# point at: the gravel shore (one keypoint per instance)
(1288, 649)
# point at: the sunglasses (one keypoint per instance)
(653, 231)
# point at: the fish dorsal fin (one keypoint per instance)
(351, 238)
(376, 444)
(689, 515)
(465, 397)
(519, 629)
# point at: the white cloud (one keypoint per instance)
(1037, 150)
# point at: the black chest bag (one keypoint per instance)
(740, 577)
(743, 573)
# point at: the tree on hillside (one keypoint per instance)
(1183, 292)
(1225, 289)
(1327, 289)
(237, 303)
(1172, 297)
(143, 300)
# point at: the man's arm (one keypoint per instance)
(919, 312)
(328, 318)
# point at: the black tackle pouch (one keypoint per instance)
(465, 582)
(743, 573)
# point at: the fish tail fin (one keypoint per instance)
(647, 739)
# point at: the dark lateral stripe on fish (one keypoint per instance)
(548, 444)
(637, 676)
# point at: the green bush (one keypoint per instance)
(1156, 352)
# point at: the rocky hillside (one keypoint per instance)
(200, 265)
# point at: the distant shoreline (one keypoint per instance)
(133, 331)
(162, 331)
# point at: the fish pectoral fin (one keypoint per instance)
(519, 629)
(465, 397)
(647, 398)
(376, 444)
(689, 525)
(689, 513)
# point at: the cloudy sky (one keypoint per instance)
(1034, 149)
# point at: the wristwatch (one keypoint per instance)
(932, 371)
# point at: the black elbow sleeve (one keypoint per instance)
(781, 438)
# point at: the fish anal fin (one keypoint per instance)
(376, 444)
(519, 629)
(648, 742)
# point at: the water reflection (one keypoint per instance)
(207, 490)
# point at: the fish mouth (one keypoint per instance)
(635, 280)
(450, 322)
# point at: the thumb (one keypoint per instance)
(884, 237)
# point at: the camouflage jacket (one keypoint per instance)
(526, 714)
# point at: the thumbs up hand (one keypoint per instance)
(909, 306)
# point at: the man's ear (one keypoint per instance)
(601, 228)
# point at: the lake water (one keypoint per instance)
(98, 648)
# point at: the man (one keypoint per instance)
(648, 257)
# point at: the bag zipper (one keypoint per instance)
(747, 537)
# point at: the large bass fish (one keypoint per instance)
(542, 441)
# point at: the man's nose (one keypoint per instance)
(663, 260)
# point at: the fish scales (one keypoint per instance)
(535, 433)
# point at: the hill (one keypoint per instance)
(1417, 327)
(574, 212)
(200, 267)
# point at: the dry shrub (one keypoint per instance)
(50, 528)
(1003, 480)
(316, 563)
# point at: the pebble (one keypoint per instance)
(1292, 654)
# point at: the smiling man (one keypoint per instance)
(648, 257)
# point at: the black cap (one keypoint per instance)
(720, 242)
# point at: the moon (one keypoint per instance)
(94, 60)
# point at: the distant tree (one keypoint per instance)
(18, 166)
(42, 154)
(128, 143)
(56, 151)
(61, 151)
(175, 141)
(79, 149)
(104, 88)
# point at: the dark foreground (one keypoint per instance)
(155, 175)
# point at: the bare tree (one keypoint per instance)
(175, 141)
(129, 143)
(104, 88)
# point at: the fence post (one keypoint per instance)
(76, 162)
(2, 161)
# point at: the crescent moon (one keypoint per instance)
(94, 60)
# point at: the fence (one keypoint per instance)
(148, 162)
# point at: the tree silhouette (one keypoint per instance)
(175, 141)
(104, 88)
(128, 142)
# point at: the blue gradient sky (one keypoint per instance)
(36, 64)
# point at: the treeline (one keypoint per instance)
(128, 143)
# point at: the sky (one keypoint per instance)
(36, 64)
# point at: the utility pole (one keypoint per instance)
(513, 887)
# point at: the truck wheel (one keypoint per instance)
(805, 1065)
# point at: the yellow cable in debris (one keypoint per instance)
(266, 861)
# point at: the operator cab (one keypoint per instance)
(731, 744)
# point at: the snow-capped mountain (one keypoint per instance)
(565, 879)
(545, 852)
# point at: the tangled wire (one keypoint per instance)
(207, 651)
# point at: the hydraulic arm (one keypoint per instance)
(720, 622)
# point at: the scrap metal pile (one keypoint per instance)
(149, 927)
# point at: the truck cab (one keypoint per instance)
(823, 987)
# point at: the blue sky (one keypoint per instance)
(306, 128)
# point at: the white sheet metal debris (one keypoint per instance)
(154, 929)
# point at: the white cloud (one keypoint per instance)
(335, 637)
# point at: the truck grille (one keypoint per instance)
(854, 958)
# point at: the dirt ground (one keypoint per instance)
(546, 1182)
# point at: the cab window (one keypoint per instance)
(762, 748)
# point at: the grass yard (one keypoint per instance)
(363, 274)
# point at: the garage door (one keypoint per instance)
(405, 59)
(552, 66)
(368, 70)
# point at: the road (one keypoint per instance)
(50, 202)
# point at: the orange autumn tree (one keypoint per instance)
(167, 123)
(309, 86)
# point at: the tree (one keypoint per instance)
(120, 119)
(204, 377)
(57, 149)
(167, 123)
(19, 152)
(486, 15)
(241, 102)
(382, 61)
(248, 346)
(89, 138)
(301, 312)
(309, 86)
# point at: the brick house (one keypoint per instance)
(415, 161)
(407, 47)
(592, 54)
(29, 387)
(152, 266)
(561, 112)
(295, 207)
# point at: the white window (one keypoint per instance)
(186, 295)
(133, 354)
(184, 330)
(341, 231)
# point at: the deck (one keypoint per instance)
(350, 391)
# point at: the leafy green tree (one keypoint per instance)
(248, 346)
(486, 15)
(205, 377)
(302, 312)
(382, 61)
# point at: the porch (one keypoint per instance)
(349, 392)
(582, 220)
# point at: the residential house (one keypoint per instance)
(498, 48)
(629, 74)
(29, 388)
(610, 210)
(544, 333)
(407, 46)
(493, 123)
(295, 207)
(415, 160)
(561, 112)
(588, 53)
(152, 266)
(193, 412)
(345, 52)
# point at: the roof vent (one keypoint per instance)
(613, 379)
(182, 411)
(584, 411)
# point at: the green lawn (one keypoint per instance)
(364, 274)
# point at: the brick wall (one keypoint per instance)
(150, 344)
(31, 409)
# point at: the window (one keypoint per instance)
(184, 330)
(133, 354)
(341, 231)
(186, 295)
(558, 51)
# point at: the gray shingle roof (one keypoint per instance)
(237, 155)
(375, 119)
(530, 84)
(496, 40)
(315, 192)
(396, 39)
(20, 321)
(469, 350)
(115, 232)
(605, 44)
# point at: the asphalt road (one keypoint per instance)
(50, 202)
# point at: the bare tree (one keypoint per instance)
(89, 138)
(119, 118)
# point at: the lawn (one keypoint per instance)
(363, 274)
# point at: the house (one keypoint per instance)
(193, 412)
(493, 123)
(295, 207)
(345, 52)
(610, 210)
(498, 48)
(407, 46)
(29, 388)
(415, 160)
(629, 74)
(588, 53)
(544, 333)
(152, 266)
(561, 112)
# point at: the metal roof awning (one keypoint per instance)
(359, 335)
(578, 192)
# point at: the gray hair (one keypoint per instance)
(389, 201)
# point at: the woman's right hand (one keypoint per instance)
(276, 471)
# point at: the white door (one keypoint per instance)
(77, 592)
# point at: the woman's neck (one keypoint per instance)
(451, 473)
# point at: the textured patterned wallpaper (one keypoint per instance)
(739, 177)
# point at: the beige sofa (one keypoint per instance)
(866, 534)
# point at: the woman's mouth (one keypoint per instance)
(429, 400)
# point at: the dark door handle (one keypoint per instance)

*Job*. Quote the records above word for word, starting at the first line and ending at the line that contains "(1037, 150)".

*The solution*.
# point at: the gravel shore (one keypoint per instance)
(1288, 649)
# point at: the sunglasses (one keypoint per instance)
(653, 231)
# point at: the fish dorsal fin (one keypoint per instance)
(351, 238)
(376, 444)
(689, 515)
(465, 397)
(519, 629)
# point at: the white cloud (one keypoint per instance)
(1037, 150)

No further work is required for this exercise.